>> Begin

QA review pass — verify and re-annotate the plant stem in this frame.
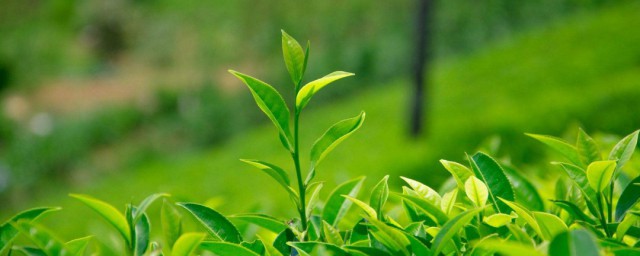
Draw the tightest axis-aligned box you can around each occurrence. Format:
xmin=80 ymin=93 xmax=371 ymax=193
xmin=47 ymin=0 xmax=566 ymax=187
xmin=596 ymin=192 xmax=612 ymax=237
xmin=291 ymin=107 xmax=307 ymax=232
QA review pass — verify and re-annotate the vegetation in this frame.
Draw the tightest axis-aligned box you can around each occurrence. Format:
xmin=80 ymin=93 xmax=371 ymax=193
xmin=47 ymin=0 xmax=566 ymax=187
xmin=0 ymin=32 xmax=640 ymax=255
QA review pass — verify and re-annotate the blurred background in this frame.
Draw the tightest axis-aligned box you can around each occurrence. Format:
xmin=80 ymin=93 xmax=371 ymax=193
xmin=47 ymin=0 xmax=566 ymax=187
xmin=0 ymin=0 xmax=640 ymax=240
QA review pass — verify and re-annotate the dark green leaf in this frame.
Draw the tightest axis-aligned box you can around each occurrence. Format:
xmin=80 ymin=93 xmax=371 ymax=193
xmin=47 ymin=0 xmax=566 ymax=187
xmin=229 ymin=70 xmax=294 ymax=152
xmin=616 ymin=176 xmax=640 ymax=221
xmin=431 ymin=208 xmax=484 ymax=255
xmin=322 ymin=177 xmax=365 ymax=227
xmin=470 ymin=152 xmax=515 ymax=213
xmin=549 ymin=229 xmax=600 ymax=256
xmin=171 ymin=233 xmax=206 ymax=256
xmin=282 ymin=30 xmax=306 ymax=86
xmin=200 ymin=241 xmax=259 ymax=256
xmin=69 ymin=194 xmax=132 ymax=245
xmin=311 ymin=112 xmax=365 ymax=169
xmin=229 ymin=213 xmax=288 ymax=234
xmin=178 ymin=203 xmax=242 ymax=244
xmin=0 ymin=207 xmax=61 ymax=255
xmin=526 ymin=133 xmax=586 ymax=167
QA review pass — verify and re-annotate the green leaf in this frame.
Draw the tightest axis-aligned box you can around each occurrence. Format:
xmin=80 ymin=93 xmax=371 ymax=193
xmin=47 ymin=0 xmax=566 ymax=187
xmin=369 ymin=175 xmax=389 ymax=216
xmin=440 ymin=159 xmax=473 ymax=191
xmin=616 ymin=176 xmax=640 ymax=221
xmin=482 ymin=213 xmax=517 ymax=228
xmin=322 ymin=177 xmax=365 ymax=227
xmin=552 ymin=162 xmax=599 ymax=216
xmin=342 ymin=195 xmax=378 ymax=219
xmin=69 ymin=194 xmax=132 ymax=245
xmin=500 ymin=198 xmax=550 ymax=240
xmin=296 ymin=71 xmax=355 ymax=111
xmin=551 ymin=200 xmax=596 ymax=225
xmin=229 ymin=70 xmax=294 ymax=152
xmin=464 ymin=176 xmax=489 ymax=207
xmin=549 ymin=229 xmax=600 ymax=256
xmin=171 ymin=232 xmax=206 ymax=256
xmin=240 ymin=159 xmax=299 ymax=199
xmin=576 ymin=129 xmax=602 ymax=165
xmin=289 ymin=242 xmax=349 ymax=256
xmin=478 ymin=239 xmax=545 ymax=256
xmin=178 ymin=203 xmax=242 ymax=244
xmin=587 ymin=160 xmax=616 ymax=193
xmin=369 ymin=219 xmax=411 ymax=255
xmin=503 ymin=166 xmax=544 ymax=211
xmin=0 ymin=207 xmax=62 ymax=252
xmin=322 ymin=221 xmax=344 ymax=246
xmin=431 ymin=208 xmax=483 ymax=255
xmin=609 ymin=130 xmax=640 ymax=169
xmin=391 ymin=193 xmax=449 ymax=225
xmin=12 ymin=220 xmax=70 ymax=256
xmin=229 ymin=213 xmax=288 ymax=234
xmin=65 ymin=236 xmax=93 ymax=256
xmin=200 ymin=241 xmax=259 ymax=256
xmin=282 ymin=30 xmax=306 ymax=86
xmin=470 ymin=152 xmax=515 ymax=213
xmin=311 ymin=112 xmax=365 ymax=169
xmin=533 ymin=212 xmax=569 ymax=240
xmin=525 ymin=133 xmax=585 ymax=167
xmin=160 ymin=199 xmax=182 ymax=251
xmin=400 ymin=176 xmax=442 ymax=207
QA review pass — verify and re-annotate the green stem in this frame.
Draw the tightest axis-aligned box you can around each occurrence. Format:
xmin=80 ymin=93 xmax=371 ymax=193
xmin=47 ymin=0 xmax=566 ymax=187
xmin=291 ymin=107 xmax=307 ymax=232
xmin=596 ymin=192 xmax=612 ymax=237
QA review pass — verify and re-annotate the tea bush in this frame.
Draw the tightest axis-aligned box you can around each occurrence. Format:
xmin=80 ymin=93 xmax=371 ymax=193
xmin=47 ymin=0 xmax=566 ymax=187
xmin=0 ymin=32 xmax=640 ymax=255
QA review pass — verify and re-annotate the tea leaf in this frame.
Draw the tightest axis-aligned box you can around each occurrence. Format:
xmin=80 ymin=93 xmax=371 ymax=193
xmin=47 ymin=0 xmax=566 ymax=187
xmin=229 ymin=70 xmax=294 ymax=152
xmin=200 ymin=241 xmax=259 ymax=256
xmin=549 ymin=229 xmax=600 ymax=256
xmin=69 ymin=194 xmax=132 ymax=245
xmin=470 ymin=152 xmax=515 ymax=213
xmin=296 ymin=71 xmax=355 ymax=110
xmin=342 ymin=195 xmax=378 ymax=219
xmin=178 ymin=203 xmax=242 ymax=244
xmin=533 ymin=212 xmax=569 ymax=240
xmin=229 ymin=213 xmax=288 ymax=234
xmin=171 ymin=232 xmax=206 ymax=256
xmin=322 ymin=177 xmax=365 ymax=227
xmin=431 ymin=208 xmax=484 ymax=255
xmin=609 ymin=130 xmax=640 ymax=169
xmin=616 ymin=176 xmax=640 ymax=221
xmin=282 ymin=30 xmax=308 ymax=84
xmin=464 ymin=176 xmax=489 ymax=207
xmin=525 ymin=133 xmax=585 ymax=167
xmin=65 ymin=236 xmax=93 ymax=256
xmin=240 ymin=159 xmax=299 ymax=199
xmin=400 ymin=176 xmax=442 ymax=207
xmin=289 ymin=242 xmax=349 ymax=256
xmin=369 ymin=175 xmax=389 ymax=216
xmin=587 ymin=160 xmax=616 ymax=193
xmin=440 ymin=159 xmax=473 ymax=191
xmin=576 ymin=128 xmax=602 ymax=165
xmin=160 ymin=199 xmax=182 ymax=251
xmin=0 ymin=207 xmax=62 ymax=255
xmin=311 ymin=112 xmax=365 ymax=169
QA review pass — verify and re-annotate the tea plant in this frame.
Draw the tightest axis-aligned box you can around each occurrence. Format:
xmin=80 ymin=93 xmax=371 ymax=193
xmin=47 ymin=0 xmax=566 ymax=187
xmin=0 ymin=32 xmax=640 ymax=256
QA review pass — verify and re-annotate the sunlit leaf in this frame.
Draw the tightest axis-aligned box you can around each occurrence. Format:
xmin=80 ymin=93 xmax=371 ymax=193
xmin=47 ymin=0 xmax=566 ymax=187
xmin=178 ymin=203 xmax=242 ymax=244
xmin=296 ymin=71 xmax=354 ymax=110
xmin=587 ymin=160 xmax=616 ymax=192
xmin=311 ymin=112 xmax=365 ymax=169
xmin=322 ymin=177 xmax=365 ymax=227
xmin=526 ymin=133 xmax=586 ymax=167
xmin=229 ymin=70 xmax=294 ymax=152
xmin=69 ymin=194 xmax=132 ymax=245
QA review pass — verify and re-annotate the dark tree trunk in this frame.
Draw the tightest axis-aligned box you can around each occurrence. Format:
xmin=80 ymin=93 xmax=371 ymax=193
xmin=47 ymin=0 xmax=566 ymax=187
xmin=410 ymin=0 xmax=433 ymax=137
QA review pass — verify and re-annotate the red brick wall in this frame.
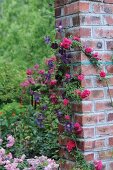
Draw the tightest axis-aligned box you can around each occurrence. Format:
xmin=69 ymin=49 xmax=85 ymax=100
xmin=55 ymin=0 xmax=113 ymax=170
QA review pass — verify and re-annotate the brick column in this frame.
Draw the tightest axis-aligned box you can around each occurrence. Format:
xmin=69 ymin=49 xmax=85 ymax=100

>> End

Instruction:
How many lines in the records contain the word "dark"? Reply with the number alone.

Output of the task:
2